WRITTEN TASK. Repeat what the lines below say, word for word, and skip every image.

PROVIDED RECORDS.

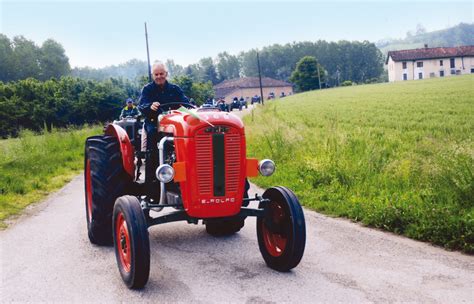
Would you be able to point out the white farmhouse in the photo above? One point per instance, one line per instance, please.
(430, 62)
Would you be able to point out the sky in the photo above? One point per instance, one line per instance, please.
(102, 33)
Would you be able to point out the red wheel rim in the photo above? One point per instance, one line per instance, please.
(89, 190)
(274, 242)
(123, 242)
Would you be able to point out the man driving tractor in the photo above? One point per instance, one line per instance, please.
(130, 110)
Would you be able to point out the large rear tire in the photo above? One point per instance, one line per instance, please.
(104, 180)
(281, 232)
(131, 242)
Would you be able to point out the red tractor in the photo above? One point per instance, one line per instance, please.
(202, 175)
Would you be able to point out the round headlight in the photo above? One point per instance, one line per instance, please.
(266, 167)
(165, 173)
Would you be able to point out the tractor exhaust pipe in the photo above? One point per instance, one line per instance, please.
(161, 154)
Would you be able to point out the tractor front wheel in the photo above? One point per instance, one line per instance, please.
(131, 242)
(281, 232)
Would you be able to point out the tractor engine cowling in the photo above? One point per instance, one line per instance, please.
(212, 159)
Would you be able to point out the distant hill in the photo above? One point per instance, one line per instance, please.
(132, 70)
(462, 34)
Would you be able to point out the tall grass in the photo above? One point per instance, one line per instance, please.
(33, 165)
(394, 156)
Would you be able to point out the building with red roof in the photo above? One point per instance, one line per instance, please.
(430, 62)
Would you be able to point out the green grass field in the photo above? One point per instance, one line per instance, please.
(32, 166)
(395, 156)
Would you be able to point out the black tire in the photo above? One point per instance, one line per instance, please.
(131, 242)
(281, 232)
(224, 227)
(104, 180)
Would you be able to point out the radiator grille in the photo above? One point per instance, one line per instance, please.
(204, 163)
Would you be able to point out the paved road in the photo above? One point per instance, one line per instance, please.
(46, 256)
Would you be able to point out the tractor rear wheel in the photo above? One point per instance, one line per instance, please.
(104, 179)
(281, 232)
(131, 242)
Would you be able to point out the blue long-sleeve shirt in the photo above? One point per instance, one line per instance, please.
(152, 92)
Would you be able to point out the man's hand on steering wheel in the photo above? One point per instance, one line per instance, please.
(172, 105)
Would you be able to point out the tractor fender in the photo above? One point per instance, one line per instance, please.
(126, 147)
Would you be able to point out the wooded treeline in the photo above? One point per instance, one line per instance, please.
(39, 105)
(358, 62)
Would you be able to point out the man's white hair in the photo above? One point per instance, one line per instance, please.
(160, 64)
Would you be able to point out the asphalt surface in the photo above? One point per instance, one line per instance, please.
(46, 256)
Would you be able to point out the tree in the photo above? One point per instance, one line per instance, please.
(185, 83)
(53, 60)
(26, 58)
(192, 71)
(305, 76)
(174, 70)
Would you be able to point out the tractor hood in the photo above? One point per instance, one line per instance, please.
(185, 124)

RESPONSE TO THE EXERCISE.
Would you be able to point out the white farmhouse in the photo above? One point per instance, one line per instance, please.
(430, 62)
Would you be able to point out the sky in the photo above? One point per instance, one line per instance, please.
(102, 33)
Would you be able to point out the red wheel rim in the photo above? One point per instance, one line per instance, please.
(89, 190)
(274, 242)
(123, 242)
Would you be able to point out the man driving tractor in the photo above? One point per instance, one line per instance, please.
(130, 110)
Would you be able to point out the large rear tire in the photo above? One point per instance, one line per instance, please.
(104, 180)
(281, 232)
(131, 242)
Would you be able to point out the red tractor in the photo above? One point per instance, one line per instance, please.
(202, 175)
Would you be able to point out the round headlight in the photo above? One point per instance, one line per instance, please.
(266, 167)
(165, 173)
Would you be able to point out the tractor exhaust pipe in the photo above? One point per instance, one line per instance, please.
(161, 154)
Would you be able to point out the tractor front wheel in the photo above? One point per instance, one line per instance, please.
(131, 242)
(281, 232)
Would you be able to point out the tractor engine cowling in the photo above? One point per instance, one line per instance, please.
(212, 159)
Would you be able to point out the distant hill in the photo above? One point per instance, one line per instance, please.
(132, 70)
(462, 34)
Would you be able to point out the tall grass in the photo above? One point per instance, one line per instance, please.
(33, 165)
(394, 156)
Would you be able to point out the building with red roof in the photo above? One point per instance, one line per instance, please.
(430, 62)
Would you be able to point out the green grass field in the photo above? One point per instance, one line per instance, please.
(32, 166)
(395, 156)
Would you be able to point out the black tire in the photo above? One point per instance, one line per instance, please.
(131, 242)
(281, 232)
(224, 227)
(104, 180)
Would you be able to point out the radiator grille in the photo above? One point per instance, one line per instance, please.
(204, 163)
Would you be able to point out the paved road in the photo above? One point per instance, one line per instance, please.
(46, 256)
Would you be able to point out the tractor rear wheel in the photo above? One point per instance, one line per instance, please.
(104, 179)
(281, 232)
(131, 242)
Would you be able to point out the blue long-sleeve shirt in the photo above? One point per instance, one line per instance, please.
(152, 92)
Would you be able to point out the man's hand on steering wheel in the photo above? One point per instance, one line per instance, please.
(172, 105)
Would you be able to point out the tractor fender in the photo above? One point per instance, one line per instance, please.
(126, 147)
Would you be able to point out the wooded treeline in the photo above? One point per instance, one line per instance, please.
(39, 105)
(358, 62)
Would you be able to point out the man's white hair in the photo above? One point per instance, one line per instance, please.
(160, 64)
Would you be able to point out the asphalt surface in the photo above? One point per instance, one line per instance, please.
(46, 256)
Would you be able to point out the tree in the photo above? One point per instance, one line per instance, please.
(185, 83)
(53, 60)
(26, 58)
(192, 71)
(305, 76)
(174, 70)
Would you be able to point out the tractor hood in the photo above? One point per instance, one line per instance, please.
(185, 124)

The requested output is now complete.